=== SHORT EXERCISE ===
Which lines below contain the string "head", matching case exactly? Pick out each one and copy it in full.

=== Point placement records ===
######

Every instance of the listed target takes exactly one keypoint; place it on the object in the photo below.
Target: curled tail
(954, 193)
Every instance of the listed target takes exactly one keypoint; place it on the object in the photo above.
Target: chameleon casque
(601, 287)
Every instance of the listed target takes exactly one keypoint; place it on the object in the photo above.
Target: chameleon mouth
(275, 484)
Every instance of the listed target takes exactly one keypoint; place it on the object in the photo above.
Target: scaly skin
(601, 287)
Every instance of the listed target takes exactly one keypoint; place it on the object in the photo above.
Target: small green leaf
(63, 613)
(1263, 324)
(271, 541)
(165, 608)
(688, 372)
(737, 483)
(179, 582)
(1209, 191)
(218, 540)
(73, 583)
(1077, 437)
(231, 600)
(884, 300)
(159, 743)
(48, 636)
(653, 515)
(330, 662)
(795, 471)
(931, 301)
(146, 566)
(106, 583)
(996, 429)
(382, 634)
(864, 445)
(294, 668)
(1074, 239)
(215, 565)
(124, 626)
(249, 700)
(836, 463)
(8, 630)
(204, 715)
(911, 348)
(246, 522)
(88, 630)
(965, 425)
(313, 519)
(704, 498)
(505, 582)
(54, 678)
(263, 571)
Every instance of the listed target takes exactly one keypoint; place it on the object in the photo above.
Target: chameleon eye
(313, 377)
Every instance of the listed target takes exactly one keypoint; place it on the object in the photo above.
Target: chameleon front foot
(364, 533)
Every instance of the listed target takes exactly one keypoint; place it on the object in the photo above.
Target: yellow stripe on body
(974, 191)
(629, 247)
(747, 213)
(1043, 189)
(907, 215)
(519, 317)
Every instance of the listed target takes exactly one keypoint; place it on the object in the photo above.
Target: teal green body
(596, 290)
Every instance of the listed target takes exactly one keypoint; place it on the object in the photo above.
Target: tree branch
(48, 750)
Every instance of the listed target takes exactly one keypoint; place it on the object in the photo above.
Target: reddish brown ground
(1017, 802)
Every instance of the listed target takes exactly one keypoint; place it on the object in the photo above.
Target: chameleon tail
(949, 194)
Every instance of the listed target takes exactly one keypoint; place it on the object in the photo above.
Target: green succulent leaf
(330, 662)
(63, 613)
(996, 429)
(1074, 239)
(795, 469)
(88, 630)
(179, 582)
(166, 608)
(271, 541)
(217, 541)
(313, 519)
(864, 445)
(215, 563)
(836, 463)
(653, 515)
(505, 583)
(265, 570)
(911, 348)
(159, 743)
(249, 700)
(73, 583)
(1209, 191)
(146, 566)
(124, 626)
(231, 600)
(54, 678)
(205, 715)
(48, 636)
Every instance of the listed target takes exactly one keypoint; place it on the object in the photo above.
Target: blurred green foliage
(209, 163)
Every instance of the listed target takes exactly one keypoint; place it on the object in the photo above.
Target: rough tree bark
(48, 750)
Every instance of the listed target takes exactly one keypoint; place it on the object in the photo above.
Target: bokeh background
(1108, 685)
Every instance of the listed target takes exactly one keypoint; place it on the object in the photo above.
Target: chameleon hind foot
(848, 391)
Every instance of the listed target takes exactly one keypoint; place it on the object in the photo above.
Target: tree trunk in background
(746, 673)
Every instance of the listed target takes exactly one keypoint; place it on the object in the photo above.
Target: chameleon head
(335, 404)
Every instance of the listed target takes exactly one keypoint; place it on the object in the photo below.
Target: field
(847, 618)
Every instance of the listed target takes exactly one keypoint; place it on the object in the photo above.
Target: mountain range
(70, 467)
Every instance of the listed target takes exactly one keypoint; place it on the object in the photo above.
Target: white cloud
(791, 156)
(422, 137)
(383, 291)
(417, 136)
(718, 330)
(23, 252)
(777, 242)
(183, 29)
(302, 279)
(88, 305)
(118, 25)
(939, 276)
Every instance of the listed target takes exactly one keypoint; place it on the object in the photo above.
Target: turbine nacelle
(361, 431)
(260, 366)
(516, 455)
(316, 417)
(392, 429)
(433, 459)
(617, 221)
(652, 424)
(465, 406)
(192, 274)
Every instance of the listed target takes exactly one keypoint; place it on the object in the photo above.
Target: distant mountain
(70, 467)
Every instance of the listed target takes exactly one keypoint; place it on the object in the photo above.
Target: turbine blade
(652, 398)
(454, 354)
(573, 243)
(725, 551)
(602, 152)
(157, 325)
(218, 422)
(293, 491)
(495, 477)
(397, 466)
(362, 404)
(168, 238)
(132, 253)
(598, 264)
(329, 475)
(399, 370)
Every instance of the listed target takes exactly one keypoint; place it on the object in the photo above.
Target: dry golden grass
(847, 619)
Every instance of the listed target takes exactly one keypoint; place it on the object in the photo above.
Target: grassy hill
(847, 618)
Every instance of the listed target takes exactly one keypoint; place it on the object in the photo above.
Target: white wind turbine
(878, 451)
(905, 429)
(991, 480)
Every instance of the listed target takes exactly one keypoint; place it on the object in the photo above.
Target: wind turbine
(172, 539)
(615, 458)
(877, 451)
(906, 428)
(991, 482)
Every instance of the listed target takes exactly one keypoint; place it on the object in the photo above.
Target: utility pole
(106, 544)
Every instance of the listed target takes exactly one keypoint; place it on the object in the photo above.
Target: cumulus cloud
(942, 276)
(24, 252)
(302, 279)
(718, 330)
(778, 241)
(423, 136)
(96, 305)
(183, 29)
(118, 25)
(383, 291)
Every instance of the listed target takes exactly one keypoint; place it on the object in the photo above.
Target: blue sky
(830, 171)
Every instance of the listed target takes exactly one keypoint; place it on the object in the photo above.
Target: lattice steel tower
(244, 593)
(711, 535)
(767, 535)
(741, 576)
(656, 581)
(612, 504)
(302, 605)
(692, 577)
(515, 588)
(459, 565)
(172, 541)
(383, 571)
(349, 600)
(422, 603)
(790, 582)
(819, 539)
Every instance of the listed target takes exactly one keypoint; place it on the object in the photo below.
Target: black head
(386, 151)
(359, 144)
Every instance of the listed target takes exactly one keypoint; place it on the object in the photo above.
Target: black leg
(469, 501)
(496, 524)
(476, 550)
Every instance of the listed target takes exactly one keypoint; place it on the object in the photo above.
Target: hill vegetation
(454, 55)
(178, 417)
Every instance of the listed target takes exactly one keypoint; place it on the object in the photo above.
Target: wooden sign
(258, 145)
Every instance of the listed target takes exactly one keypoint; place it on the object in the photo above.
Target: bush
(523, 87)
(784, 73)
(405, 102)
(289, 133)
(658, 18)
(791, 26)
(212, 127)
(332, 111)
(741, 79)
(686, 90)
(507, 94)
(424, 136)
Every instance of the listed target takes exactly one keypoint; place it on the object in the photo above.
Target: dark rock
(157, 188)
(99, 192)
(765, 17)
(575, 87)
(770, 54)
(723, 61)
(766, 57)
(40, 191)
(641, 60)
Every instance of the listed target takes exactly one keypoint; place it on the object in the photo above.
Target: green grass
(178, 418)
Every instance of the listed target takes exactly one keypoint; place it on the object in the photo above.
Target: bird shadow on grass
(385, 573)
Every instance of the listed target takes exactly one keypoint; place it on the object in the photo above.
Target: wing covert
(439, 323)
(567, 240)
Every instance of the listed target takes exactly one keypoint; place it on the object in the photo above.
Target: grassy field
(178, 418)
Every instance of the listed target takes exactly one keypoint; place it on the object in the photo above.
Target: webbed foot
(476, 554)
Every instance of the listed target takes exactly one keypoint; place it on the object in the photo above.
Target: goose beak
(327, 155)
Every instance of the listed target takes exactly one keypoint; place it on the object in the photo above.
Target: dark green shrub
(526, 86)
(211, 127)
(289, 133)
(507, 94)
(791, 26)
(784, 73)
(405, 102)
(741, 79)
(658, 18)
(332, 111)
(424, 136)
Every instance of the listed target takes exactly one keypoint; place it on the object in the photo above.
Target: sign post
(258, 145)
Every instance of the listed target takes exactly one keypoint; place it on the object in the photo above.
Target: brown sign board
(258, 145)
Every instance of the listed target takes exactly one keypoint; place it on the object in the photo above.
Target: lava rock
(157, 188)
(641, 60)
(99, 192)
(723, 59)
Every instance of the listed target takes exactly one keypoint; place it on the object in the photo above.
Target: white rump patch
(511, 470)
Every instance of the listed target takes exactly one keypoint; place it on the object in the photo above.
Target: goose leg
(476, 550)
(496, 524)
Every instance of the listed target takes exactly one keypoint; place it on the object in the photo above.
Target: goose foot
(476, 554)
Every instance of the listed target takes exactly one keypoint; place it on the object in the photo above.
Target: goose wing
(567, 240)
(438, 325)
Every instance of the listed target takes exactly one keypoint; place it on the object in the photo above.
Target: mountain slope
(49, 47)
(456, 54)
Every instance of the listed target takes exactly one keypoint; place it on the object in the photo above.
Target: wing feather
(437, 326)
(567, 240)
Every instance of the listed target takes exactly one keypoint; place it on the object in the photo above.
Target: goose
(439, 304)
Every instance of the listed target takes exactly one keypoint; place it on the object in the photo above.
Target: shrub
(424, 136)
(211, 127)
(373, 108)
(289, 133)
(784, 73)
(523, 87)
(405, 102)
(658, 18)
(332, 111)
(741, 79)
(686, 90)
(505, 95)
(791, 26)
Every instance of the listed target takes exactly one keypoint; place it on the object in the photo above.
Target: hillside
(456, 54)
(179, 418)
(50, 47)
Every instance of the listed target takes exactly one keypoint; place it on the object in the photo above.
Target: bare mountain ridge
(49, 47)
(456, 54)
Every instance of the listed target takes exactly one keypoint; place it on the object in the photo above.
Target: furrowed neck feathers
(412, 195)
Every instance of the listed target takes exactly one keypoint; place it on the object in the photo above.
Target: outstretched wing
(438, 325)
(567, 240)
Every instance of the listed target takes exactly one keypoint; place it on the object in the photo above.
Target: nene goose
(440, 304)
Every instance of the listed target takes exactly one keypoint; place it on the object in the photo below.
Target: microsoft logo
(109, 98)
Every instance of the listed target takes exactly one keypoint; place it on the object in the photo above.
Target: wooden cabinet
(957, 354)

######

=== EXPECTED OUTPUT ===
Target: chameleon head
Target: black head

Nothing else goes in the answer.